QUOTED TEXT »
══════

One of Philadelphia’s many building murals
(CC) Photo by Steve Ransom

I’m at Philadelphia’s EDUCON, a unique sort of learning event where sessions start with a proposed question, to be answered by the audience through conversation. The function of the presenter is to generate that problem-solving conversation.

Day one focuses on the Science Leadership Academy, a unique sort of school that hosts the conference. SLA students conduct tours of the school where we can talk with them and their teachers. It was my fourth tour of the school, two during EDUCON days, and two during normal school days walking through with its principal and founder, Chris Lehmann.  Of course, nothing about SLA is normal.

Today, I had a personal tour, just me and Tyler, a senior with an interest in astronomy. He is working with the astronomy staff at The Franklin Institute on a number of projects. Needless to say, I shared with him my neighbor, Paul Gilster’s blog, Centauri Dreams.

Each time I visit SLA, I walk away with a different aspect of the place resonating between my ear. I remember my second tour with Lehmann, walking around and people would walk up, interrupting the tour, for a conversation with the principal.  I suddenly realized that most of the time I unable to tell whether the person was a student or one of the school’s young teachers. The topics of the conversation never concerned the logistics of schooling, but were about the work of accomplishing some important goal or mission.

══════

SUPPLIED DATA »
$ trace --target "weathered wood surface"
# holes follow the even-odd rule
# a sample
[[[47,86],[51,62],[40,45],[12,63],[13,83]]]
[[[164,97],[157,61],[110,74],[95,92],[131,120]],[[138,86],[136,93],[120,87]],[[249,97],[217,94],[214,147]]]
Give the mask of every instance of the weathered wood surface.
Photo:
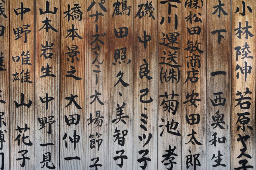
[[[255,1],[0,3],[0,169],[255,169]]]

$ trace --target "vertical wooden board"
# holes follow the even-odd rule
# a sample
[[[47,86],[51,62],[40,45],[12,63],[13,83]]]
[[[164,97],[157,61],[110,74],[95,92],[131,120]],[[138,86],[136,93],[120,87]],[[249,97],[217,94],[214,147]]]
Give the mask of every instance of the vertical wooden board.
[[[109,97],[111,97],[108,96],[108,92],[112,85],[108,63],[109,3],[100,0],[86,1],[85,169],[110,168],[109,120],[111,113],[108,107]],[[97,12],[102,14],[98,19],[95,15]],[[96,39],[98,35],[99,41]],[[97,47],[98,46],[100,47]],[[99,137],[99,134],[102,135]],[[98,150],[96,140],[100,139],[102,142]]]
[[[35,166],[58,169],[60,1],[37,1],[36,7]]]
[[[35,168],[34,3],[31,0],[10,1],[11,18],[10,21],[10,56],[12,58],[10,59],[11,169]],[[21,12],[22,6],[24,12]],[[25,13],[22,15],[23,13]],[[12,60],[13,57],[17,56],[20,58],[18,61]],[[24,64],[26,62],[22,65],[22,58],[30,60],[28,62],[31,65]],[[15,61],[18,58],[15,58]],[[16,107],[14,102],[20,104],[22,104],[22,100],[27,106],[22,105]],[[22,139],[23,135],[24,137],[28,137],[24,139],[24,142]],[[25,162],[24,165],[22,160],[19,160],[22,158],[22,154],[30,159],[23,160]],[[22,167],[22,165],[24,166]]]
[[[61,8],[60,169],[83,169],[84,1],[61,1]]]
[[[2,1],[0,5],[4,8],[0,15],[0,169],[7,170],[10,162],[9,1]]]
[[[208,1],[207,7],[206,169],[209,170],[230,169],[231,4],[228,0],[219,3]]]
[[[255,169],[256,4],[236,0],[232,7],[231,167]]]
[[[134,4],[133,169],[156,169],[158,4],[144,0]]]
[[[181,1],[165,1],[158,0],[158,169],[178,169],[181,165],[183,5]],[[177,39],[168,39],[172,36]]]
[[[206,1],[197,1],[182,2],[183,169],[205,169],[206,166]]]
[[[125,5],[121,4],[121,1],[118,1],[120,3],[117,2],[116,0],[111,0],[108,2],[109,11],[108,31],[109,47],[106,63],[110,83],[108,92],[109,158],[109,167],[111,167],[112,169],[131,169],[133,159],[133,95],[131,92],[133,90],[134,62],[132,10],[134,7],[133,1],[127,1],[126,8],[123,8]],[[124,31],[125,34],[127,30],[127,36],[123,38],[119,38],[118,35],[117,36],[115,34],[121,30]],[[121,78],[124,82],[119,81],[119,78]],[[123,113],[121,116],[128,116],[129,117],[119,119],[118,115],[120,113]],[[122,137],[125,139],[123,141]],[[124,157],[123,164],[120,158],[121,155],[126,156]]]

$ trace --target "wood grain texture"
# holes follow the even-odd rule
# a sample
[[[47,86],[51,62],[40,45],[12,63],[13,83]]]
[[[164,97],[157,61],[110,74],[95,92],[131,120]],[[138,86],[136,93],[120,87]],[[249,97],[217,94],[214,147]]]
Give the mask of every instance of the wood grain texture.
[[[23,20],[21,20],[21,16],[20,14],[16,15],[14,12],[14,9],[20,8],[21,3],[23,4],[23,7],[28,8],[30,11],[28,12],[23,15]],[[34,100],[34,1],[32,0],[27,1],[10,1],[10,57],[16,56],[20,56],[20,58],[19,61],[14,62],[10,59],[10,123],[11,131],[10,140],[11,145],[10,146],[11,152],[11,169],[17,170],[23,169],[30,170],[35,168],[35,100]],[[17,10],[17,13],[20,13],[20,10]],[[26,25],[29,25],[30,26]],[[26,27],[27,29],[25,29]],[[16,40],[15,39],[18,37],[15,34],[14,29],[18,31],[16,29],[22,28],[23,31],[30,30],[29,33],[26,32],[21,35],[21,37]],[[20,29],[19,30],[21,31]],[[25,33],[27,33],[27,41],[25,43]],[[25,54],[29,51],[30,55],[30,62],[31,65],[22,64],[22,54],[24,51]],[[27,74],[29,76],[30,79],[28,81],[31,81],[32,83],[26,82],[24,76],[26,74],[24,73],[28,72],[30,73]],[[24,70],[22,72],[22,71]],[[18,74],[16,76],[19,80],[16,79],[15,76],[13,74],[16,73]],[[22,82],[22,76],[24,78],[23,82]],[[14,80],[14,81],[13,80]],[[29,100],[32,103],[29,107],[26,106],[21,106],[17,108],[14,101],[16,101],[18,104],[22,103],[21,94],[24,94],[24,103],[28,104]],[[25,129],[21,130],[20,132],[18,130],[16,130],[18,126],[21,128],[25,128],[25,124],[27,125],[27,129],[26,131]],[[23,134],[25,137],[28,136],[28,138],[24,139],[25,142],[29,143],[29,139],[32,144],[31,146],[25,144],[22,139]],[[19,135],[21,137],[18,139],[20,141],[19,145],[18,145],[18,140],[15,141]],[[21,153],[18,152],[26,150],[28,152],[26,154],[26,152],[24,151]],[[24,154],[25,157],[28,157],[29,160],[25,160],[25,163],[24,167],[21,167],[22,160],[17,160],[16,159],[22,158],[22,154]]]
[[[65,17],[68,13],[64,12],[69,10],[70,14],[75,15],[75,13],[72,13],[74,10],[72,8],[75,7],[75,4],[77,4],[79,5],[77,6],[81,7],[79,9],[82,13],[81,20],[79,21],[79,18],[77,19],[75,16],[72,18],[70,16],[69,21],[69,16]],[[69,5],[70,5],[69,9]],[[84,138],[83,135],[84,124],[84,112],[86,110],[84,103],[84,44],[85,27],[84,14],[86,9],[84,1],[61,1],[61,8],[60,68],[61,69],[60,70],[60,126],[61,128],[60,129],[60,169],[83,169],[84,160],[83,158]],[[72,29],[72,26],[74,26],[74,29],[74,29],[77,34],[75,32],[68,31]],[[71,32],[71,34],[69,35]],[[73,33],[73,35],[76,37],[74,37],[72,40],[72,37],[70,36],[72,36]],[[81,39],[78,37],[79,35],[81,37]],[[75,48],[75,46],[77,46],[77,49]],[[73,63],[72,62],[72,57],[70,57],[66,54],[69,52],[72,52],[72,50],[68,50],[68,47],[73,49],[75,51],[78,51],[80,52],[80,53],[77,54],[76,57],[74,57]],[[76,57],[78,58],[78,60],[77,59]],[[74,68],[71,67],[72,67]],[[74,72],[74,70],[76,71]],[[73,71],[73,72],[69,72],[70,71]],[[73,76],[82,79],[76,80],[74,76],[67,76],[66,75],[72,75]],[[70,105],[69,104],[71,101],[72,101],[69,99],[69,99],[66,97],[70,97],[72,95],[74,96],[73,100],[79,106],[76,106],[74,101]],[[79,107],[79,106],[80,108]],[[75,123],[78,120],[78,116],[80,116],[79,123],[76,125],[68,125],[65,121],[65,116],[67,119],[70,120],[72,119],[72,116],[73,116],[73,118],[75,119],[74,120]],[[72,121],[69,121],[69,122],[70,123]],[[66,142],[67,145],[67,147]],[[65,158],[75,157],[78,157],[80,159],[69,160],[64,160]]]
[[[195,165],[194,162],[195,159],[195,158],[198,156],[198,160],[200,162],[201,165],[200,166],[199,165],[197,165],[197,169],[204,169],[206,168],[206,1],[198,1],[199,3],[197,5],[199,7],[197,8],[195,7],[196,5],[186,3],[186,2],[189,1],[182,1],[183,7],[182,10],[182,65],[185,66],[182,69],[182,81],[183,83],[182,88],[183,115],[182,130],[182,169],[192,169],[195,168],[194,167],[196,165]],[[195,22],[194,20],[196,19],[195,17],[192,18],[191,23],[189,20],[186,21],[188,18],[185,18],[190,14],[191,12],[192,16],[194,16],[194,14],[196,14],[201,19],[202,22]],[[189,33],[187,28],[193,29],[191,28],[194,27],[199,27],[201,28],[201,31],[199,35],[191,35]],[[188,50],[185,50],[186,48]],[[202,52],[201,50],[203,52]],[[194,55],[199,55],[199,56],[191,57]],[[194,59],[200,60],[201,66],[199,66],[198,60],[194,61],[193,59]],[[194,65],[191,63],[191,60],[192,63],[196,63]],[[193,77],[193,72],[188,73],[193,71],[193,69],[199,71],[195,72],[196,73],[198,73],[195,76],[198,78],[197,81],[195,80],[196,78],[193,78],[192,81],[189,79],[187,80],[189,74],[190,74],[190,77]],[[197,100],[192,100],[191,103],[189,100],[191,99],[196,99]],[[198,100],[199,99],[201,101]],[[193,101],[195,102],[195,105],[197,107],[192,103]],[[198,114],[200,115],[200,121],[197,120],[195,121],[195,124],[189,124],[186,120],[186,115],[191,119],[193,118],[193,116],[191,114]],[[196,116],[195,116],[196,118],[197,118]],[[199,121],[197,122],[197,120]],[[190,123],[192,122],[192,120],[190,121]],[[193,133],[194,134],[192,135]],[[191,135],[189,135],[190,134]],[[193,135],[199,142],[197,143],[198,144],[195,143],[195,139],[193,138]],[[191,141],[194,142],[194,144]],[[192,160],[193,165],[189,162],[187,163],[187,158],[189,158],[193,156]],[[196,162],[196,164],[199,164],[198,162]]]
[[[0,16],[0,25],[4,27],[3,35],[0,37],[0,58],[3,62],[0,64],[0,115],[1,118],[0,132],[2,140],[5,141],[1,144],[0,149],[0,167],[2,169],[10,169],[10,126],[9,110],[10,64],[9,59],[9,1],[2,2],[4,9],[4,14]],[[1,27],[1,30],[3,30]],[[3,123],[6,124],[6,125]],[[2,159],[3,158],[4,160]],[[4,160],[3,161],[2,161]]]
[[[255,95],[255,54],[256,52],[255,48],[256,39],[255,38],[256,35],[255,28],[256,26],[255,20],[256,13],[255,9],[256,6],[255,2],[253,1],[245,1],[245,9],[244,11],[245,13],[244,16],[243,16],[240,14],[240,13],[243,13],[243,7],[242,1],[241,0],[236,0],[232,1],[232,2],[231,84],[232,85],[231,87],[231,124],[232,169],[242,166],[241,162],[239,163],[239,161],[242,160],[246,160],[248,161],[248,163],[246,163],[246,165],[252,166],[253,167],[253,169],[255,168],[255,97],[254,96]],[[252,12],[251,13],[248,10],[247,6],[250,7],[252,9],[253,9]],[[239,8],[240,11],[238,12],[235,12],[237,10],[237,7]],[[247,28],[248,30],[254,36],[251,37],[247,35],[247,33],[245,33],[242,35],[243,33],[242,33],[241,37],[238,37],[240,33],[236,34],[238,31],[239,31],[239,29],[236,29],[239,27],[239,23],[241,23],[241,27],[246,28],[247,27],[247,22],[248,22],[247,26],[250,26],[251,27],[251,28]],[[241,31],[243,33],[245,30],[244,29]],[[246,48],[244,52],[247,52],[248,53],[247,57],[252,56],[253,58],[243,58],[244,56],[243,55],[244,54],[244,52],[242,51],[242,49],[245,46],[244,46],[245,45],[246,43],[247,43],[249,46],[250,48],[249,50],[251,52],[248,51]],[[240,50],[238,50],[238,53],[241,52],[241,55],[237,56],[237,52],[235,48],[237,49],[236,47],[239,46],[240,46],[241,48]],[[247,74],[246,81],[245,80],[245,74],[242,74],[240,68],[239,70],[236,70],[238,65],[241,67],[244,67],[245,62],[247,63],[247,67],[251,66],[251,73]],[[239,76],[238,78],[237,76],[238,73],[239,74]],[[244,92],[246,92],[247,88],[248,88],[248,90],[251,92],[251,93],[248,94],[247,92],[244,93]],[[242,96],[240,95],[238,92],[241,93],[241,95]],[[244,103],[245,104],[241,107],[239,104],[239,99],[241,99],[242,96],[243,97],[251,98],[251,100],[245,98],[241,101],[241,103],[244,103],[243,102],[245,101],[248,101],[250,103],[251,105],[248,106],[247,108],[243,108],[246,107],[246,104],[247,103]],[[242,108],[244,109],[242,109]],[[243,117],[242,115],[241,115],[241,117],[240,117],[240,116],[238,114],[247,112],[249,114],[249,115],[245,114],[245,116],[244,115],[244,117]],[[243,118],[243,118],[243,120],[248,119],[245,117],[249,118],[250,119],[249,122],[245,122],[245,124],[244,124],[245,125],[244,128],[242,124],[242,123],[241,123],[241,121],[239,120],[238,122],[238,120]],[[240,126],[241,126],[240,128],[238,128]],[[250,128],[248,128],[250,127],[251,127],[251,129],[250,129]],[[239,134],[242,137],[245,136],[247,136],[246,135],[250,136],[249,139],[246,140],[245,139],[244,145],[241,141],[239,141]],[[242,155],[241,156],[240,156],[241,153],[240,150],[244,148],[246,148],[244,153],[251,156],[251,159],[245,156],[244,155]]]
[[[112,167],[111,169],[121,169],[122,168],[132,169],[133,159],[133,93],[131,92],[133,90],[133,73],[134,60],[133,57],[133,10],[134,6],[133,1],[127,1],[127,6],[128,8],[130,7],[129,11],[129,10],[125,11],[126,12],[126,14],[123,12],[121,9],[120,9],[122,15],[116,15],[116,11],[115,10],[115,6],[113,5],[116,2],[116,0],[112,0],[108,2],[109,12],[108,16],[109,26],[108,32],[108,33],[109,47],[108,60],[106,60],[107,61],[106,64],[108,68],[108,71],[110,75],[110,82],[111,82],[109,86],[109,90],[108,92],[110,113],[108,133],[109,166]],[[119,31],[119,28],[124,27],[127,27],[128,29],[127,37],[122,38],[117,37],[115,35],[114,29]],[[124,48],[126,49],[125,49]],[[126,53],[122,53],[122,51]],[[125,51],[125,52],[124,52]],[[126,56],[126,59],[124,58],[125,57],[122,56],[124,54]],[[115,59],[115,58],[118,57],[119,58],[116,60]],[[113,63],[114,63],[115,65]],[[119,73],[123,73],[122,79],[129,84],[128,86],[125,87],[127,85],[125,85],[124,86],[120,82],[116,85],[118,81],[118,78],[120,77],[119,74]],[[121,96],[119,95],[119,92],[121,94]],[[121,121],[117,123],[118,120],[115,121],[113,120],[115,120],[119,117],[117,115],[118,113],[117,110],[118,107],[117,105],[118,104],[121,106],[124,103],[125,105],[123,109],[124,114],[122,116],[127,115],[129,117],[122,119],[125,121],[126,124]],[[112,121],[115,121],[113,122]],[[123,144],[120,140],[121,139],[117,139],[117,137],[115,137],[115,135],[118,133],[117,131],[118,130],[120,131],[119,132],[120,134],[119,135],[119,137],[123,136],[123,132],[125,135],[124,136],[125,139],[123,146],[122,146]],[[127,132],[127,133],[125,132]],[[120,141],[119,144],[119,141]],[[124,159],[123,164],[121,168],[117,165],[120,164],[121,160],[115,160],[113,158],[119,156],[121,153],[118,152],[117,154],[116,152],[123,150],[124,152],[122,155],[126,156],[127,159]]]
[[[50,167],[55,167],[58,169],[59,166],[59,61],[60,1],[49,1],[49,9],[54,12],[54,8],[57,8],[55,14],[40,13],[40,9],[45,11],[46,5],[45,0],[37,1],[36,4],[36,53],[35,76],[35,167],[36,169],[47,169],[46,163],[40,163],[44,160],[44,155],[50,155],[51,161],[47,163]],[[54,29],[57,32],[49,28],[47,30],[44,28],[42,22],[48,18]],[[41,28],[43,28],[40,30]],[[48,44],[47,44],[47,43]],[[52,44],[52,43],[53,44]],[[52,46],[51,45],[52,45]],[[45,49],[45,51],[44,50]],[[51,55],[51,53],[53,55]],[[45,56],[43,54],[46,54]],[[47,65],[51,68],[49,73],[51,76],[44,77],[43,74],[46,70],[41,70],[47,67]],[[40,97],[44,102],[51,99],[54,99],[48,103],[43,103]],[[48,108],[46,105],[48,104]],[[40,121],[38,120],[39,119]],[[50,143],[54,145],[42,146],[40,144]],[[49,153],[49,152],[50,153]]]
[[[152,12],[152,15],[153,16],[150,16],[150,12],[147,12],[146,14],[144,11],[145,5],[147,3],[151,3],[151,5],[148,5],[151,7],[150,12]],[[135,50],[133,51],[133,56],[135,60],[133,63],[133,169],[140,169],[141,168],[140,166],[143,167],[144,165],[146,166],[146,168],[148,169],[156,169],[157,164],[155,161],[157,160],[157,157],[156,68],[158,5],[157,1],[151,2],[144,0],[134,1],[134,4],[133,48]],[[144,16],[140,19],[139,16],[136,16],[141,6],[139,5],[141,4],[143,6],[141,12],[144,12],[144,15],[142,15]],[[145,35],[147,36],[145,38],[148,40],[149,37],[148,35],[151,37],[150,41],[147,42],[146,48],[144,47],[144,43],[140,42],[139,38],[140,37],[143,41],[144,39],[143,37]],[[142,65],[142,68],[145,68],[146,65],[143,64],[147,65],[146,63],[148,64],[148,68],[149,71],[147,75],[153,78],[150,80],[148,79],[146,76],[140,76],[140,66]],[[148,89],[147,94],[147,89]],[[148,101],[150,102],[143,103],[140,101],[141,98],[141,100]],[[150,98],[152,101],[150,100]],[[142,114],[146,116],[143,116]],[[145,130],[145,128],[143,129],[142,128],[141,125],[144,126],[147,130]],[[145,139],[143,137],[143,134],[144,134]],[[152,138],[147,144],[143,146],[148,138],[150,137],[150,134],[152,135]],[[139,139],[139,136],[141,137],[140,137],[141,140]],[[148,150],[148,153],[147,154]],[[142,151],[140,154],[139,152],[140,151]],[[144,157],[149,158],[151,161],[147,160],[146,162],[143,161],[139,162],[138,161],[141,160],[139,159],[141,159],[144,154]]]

══════

WORK TO COMPLETE »
**A)** Transcribe the EDUCON post from "I’m at Philadelphia’s" to "blog, Centauri Dreams.".
**B)** Which people does the EDUCON post mention by name? List each one once.

FINAL RESULTS »
**A)**
I’m at Philadelphia’s EDUCON, a unique sort of learning event where sessions start with a proposed question, to be answered by the audience through conversation. The function of the presenter is to generate that problem-solving conversation.

Day one focuses on the Science Leadership Academy, a unique sort of school that hosts the conference. SLA students conduct tours of the school where we can talk with them and their teachers. It was my fourth tour of the school, two during EDUCON days, and two during normal school days walking through with its principal and founder, Chris Lehmann.  Of course, nothing about SLA is normal.

Today, I had a personal tour, just me and Tyler, a senior with an interest in astronomy. He is working with the astronomy staff at The Franklin Institute on a number of projects. Needless to say, I shared with him my neighbor, Paul Gilster’s blog, Centauri Dreams.

**B)**
Steve Ransom
Chris Lehmann
Tyler
Paul Gilster